PROVIDED TEXT:
****
A weekly breakfast meeting with the Treasury Secretary and the
OMB Director -- the so-called Troika or T-t group -- provided
an important opportunity to discuss economic issues with complete
candour and without fear of leaks to the press. This small
group was occasionally joined by Secretary of State George
Shultz and on some rare occasions by Federal Reserve Chairman
Paul Volcker.
These breakfast meetings were just about the only time during my
time at the CEA when the Fed Chairman participated in a discussion
inside the administration. He met privately of course with
the Secretary of the Treasury and with various financial regulators.
I had breakfast with him every other week and on those occasions
we discussed the state of the economy, the direction of monetary
policy, banking regulation, and such issues as the developing
country debt problem, in which the Fed worked closely with
the administration.
****
LISTED ENTRIES:

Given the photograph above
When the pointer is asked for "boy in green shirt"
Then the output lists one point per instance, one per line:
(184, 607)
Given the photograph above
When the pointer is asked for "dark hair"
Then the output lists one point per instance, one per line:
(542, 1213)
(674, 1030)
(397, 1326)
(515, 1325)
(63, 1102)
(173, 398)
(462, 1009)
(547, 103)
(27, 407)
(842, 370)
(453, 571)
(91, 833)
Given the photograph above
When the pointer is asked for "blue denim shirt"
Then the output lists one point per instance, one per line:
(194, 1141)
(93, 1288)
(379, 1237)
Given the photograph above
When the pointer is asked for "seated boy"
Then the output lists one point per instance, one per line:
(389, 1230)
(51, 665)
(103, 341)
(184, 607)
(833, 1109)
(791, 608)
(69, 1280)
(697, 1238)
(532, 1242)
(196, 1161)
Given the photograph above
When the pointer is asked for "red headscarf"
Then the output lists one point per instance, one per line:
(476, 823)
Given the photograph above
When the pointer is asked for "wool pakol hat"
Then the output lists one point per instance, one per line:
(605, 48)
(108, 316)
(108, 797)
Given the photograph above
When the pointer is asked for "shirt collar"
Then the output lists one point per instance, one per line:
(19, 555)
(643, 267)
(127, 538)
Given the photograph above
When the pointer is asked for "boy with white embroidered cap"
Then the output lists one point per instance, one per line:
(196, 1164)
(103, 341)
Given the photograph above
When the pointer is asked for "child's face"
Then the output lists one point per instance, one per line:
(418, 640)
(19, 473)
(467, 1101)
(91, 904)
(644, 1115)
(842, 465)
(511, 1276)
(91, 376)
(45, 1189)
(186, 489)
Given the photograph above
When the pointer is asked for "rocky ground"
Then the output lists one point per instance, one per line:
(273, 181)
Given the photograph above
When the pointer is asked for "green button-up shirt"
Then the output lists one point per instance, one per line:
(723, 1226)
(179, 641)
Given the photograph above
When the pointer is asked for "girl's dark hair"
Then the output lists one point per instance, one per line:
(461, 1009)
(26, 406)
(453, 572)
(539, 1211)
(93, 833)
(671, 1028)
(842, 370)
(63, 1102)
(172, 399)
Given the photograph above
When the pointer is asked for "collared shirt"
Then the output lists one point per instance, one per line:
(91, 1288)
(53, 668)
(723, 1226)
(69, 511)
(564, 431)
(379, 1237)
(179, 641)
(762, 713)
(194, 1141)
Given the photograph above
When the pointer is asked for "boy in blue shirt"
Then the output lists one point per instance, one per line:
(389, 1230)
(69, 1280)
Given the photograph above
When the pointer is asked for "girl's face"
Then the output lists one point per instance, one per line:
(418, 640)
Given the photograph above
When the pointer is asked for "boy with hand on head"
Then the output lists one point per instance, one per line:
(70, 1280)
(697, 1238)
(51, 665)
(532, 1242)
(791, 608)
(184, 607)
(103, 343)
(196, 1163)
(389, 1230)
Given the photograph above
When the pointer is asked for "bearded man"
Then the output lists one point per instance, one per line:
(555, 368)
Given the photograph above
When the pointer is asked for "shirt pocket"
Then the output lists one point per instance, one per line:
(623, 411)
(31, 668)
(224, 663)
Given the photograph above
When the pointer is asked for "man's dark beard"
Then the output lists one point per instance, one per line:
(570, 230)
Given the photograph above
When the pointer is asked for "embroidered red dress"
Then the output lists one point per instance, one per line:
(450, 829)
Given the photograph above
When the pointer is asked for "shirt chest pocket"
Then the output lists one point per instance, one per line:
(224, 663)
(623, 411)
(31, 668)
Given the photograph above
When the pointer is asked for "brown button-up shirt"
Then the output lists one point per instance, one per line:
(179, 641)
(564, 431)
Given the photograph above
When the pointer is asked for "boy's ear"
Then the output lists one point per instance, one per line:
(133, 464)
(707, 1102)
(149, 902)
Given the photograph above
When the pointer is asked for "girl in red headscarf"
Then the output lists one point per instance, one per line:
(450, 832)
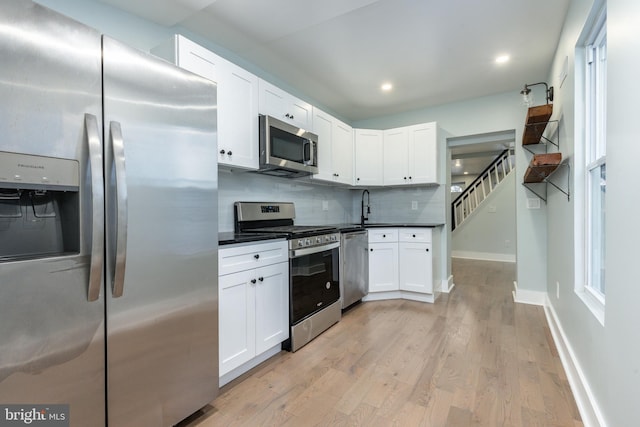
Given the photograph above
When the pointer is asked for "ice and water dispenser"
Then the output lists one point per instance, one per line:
(39, 207)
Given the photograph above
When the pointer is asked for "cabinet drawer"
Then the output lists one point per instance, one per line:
(381, 235)
(239, 258)
(416, 235)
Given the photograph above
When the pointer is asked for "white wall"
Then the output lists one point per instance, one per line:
(608, 357)
(490, 231)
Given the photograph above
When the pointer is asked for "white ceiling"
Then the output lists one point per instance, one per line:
(338, 52)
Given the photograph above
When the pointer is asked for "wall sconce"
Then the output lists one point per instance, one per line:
(527, 97)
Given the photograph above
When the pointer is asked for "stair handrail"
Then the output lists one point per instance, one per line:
(480, 179)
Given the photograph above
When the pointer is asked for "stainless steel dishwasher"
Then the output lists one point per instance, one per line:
(354, 274)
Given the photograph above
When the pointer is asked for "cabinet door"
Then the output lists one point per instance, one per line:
(342, 152)
(197, 59)
(272, 306)
(237, 117)
(383, 267)
(237, 320)
(396, 157)
(423, 153)
(276, 102)
(415, 265)
(368, 153)
(323, 127)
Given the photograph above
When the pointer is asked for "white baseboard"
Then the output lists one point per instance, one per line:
(484, 256)
(524, 296)
(447, 285)
(414, 296)
(245, 367)
(585, 400)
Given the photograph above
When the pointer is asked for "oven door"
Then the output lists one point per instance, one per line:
(314, 280)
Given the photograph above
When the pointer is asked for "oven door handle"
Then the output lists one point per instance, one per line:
(295, 253)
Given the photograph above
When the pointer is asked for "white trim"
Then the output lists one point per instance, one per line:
(585, 400)
(413, 296)
(524, 296)
(483, 256)
(447, 285)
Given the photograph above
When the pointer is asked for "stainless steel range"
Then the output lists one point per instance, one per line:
(314, 267)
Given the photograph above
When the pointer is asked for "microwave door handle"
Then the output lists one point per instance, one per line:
(122, 209)
(96, 263)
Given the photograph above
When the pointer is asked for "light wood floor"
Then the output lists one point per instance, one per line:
(474, 358)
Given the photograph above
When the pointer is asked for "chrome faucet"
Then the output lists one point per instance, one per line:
(362, 217)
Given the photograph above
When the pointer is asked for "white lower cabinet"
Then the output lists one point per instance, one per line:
(253, 307)
(400, 264)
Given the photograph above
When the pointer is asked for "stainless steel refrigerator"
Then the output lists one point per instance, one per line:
(108, 226)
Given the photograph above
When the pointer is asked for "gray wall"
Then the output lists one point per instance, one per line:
(608, 356)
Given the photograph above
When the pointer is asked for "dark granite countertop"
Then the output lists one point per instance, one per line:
(355, 227)
(229, 237)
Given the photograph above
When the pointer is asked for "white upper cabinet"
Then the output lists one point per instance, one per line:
(237, 99)
(396, 157)
(368, 157)
(423, 153)
(335, 148)
(411, 155)
(283, 106)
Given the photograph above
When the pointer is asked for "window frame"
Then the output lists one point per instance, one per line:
(591, 157)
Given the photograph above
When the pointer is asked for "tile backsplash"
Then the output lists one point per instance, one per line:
(343, 205)
(308, 198)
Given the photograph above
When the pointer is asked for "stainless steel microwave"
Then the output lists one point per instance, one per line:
(286, 150)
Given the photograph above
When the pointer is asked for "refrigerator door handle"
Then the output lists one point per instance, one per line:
(97, 202)
(117, 142)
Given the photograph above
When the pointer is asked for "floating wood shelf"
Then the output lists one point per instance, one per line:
(541, 166)
(537, 119)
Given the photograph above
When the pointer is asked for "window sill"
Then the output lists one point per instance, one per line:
(593, 304)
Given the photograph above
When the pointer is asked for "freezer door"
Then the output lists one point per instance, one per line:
(162, 207)
(51, 322)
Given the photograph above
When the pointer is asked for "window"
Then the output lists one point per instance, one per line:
(591, 210)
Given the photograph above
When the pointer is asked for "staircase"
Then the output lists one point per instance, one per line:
(469, 200)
****
TASK REQUIREMENTS:
a: Write out each line of the rows that contains the string "with", matching case exactly.
b: Continue the passage on the Troika breakfast meetings, starting after its final sentence.
The passage on the Troika breakfast meetings and the rows have no connection to each other.

EXPECTED OUTPUTS:
a:
When the pointer is asked for "boy with white embroidered cap"
When the pointer is asked for "boy with hand on head"

b:
As the senior economist in the administration, the CEA chairman
is frequently called upon to discuss economic policy issues
in public. These include testimony to congressional committees,
speeches to a wide array of audiences, occasional television
interviews and frequent discussions with the press. I always
regarded these as opportunities to teach economics. An important
challenge was to explain why the dollar had soared and how
that, rather than protectionist policies abroad, was responsible
for our trade deficit. Until the recovery was firmly established,
I would explain why an expansionary fiscal policy was unnecessary
and later I spent endless hours explaining how to assess the
structural budget deficit and why reducing it was important.
The Council of Economic Advisers produces an annual report which
discusses broad issues of economic policy for a general audience.
This report is widely read by the economic press, by Congressional
staff and by academic economists and students.
How the CEA Advises Presidents
"I think our unique system of placing a professional economist
in the White House to report directly to the president works
well. I hope that future presidents continue to use this policy."
The principle of comparative advantage suggests that I, as a former
chairman of the Council of Economic Advisers, convey my knowledge
of this unique and little understood agency. I emphasize the
word "unique" because I believe the CEA is really quite different
from advisory institutions in other countries.
During my time as chairman (1982 through 1984), I had the opportunity
to talk with the senior economic officials in many countries.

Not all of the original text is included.